## GOAL
Convert the records into a two-column CSV with the header instruction,boxes, giving one row per record with its request text and its answer, each in one quoted field with line breaks replaced by spaces. Begin at the line that contains "Step 1: study the image. Step 2: locate every tiled" and stop after the line that contains "411,288,538,340".
---- PROVIDED INFORMATION
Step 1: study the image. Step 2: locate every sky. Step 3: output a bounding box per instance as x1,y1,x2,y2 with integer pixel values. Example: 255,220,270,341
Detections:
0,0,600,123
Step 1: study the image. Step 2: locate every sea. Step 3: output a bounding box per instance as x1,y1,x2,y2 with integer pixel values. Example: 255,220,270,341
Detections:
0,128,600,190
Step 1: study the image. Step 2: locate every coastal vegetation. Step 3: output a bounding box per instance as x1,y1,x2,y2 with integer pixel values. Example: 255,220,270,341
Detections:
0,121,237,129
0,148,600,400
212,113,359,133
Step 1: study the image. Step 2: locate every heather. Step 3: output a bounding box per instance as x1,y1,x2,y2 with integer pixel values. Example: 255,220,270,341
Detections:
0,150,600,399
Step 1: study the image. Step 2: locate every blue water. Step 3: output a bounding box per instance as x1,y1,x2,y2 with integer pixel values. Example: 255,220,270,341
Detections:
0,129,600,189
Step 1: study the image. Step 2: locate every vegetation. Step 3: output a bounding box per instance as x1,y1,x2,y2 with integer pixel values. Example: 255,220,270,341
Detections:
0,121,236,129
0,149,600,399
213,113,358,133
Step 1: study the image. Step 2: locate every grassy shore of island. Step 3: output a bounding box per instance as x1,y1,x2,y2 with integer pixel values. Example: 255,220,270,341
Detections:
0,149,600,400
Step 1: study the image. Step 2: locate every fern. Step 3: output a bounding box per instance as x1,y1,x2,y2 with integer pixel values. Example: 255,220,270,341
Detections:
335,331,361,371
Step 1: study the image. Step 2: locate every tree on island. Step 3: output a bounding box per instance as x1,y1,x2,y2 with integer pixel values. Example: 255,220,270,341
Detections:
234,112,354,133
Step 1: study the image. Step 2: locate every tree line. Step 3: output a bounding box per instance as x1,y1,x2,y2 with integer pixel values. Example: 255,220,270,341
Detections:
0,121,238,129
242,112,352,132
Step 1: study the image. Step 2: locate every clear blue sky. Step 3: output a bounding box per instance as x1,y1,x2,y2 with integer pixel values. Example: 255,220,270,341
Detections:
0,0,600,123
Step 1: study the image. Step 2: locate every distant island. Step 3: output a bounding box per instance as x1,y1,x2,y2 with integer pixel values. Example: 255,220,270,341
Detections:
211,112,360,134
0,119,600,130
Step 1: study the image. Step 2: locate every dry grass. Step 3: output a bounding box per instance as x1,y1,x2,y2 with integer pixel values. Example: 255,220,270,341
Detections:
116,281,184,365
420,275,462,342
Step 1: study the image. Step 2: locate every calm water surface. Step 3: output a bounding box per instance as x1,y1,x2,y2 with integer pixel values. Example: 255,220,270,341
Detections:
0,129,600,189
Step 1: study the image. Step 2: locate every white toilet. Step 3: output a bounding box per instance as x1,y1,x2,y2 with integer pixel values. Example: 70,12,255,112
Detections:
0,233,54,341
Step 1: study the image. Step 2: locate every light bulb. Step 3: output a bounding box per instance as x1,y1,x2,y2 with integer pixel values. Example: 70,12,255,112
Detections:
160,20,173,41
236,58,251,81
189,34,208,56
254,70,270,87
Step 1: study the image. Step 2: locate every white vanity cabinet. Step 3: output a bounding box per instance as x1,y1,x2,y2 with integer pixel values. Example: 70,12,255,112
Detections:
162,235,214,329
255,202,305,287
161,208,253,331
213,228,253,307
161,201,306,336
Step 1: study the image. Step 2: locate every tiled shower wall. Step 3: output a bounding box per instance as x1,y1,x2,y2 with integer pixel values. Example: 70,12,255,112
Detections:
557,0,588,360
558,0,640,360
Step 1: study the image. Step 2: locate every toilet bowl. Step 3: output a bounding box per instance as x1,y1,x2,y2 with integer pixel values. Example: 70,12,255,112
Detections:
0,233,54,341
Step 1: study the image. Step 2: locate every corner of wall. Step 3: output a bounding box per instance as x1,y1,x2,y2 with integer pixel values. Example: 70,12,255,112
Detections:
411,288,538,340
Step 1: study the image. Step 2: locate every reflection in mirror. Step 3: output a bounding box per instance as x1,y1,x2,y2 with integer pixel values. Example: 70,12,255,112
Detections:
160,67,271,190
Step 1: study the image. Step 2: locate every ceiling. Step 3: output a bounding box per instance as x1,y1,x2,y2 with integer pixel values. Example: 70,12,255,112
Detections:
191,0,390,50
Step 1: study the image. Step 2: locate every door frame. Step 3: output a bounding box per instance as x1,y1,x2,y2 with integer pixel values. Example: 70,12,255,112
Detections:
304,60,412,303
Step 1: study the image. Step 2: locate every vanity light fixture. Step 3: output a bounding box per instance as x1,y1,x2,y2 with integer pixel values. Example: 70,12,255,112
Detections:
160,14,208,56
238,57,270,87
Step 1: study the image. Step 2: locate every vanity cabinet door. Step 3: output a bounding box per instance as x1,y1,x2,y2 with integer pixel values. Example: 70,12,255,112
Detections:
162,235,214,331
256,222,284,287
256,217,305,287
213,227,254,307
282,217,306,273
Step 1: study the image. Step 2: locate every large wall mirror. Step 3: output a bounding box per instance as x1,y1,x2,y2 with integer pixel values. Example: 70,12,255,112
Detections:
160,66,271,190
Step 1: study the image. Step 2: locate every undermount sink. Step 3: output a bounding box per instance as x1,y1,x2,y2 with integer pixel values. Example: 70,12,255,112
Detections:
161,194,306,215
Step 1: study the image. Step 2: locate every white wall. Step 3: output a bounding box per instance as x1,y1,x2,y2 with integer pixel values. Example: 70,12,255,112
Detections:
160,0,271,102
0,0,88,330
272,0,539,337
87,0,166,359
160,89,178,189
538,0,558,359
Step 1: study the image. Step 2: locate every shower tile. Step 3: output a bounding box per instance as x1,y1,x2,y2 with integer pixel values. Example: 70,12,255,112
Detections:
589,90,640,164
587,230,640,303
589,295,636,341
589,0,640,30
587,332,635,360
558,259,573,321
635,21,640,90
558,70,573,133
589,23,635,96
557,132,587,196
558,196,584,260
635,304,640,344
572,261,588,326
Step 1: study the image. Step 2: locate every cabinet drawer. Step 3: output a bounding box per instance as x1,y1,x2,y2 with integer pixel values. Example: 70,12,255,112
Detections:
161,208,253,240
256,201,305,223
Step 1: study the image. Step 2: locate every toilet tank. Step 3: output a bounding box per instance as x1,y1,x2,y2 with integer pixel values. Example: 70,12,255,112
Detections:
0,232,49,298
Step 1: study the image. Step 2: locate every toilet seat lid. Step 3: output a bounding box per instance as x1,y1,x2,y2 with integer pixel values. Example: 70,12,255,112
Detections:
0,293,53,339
--------
---- PROVIDED INFORMATION
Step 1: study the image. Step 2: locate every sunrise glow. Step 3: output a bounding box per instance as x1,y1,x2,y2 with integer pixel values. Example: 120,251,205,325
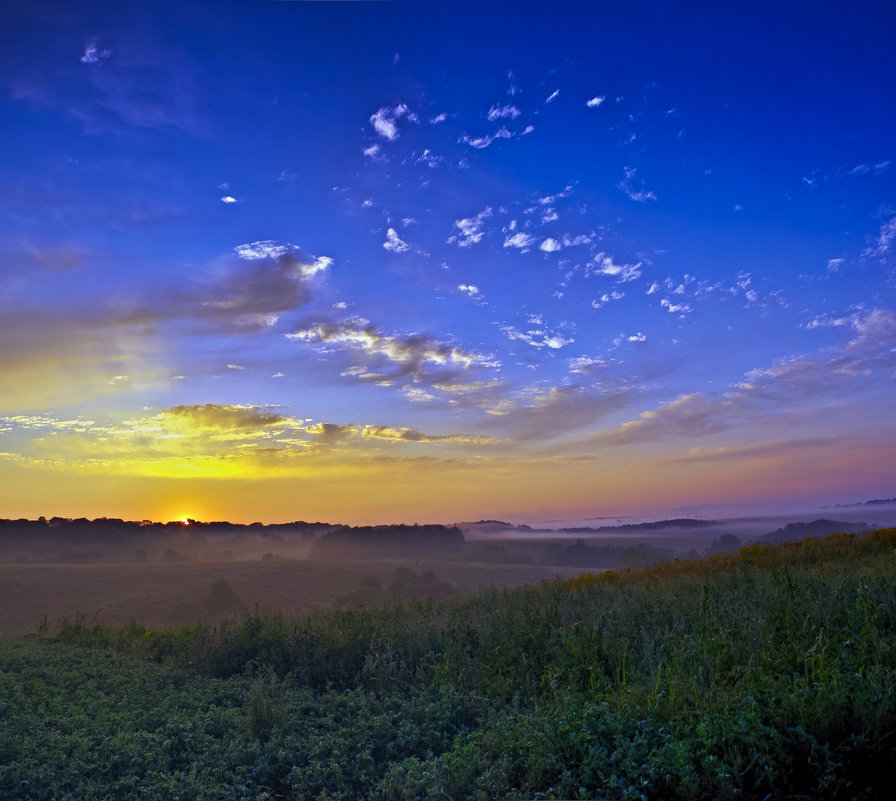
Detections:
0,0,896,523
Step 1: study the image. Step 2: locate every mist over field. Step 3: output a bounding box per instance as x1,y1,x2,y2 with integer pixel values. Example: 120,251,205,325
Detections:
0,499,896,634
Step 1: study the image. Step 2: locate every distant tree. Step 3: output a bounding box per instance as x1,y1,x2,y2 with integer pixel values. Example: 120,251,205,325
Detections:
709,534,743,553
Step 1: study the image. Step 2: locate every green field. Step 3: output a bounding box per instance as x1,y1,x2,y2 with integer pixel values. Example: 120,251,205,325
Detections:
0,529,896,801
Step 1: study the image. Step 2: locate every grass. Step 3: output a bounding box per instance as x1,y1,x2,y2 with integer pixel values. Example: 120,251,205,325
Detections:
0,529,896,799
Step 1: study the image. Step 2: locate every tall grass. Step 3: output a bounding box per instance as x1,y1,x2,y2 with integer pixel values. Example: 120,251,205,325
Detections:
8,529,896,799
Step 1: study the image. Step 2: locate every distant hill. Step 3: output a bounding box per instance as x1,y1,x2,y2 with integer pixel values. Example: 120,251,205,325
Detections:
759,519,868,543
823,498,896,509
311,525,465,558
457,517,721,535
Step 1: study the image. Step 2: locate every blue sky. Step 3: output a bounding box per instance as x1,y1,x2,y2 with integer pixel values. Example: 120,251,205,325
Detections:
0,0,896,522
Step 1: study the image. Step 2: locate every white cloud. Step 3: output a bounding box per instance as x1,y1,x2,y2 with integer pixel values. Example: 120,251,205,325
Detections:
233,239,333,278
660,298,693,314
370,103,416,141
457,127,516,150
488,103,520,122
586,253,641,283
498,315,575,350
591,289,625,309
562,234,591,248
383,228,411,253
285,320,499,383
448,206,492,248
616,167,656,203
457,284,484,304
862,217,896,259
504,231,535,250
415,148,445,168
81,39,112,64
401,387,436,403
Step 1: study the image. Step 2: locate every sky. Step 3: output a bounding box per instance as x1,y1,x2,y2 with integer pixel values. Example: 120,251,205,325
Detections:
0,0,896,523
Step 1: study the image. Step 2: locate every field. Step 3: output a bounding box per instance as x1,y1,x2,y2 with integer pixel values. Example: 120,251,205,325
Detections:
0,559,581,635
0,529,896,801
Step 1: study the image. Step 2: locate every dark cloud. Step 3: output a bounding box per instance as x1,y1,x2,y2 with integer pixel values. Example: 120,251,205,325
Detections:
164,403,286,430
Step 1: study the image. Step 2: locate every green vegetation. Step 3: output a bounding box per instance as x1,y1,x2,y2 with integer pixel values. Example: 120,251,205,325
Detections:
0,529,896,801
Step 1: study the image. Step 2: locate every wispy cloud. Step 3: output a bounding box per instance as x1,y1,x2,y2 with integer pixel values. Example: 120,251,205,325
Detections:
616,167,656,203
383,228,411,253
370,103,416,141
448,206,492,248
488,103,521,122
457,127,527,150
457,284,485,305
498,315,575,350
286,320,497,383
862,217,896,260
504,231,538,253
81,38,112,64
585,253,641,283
--------
---- PROVIDED INFORMATION
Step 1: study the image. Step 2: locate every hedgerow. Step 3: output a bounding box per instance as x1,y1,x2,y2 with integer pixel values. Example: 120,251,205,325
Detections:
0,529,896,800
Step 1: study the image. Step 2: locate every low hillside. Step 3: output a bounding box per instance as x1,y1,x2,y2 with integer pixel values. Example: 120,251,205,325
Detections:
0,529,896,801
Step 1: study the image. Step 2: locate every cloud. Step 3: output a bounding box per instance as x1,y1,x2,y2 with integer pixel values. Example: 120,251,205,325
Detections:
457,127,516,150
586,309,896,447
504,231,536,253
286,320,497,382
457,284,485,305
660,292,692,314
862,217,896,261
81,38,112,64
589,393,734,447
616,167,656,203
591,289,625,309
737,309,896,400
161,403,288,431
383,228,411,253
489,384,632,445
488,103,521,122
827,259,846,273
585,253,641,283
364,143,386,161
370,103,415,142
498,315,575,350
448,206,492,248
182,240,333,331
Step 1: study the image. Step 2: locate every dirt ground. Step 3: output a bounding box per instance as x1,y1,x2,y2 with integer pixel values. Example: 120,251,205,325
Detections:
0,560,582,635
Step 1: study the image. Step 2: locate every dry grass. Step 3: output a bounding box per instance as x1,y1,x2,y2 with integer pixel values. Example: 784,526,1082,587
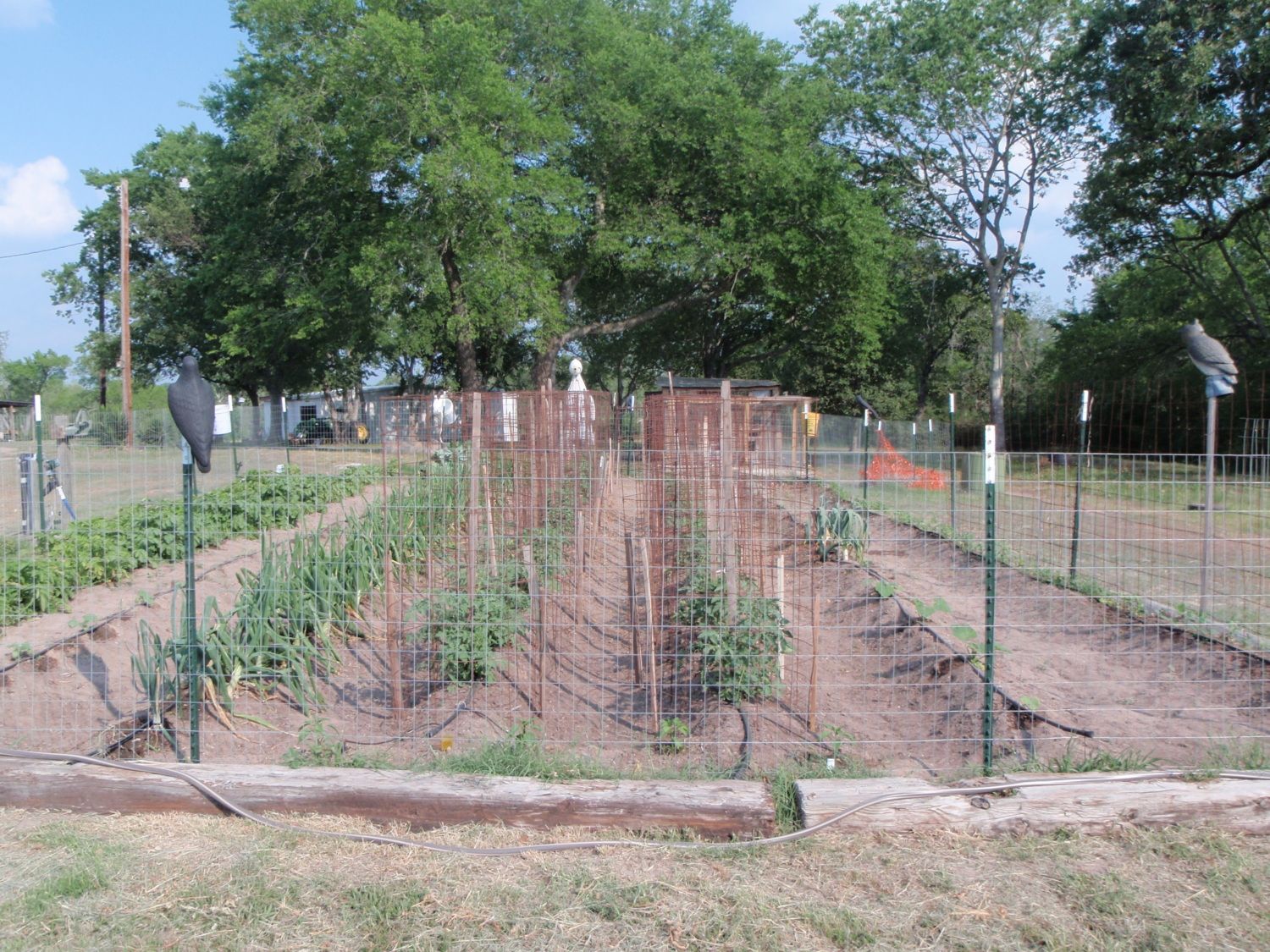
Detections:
--------
## WRITTEN RESPONSE
instruction,boxes
"Step 1: study the image. Step 2: locate every tiled shower wall. Step 3: output a bounding box per instance as x1,y1,x2,y2 with integer pixel values. Example: 70,12,255,112 Detections:","557,0,588,360 558,0,640,360"
"Step 1: study the image. Step 2: locate every toilet bowl. Step 3: output a bounding box per instance as x1,y1,x2,y2 with integer pixel values. Example: 70,12,255,112 Detections:","0,233,54,341"
"Step 1: study the image. Step 2: locate every corner of wall. Step 3: output a bounding box per instance as x1,y1,x2,y2 with integer pixel values. Example: 70,12,255,112 Detections:","411,288,538,340"